=== TEXT BLOCK ===
• • • • • • •

Ramon Llull was acutely aware of Islamic and Jewish divergences from Christian belief. He undertook a quest for "necessary reasons" to show that, where these belief systems diverged, Christian belief is true. Though largely self-taught, Llull managed three (perhaps four) stays at the University of Paris. Encounters between the incandescent Mallorcan and academic orthodoxy contributed hugely to Llull's changing conception of necessary reasons. These changes are abundantly documented in Anthony Bonner's The Art and Logic of Ramon Llull.

Llull's understanding of necessary reasons is different in the Ars magna's quaternary phase, its ternary phase, and a post-Art logical phase. In the quaternary phase, necessary reasons are often presented as demonstrative; fully ten works use the term in their title. Although Llull meant 'demonstration' in a sense broader than Aristotle's, Parisian academics objected, mistakenly thinking he was trying to prove dogmas like the Trinity and Incarnation through Aristotelian demonstrations propter quid and quia. As Bonner conjectures, this may be why no work from the ternary phase mentions demonstration in its title and why demonstration is given a "very reduced role" in this phase (187). Finally, in the post-Art phase, necessary reasons take syllogistic form to approximate Aristotelian demonstrations and engage Averroists of the Faculty of Arts on their own ground.

In these shifting configurations, then, necessary reasons are frequently understood as demonstrative. But Llull used broad and narrow senses of 'demonstration'. The broad sense includes any persuasive argument (267). The narrow sense, which is "discussed almost obsessively throughout [Llull's] career" (269), admits three types of demonstration: propter quid, quia, and per aequiparantiam (65, 266–69). The first two are the classic Aristotelian structures; the third is Llullian.

• • • • • • •

=== SOURCE DATA ===
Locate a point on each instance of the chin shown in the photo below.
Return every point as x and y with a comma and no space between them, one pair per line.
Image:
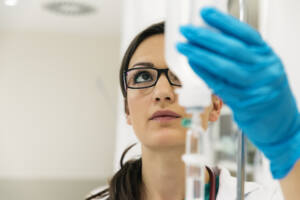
167,138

• • • • • • •

=== AIM OF THE EXERCISE ===
Please update the text on Llull's necessary reasons between "In these shifting" and "third is Llullian.", inclusive, replacing "persuasive argument" with "convincing argument".

=== THE RESPONSE ===
In these shifting configurations, then, necessary reasons are frequently understood as demonstrative. But Llull used broad and narrow senses of 'demonstration'. The broad sense includes any convincing argument (267). The narrow sense, which is "discussed almost obsessively throughout [Llull's] career" (269), admits three types of demonstration: propter quid, quia, and per aequiparantiam (65, 266–69). The first two are the classic Aristotelian structures; the third is Llullian.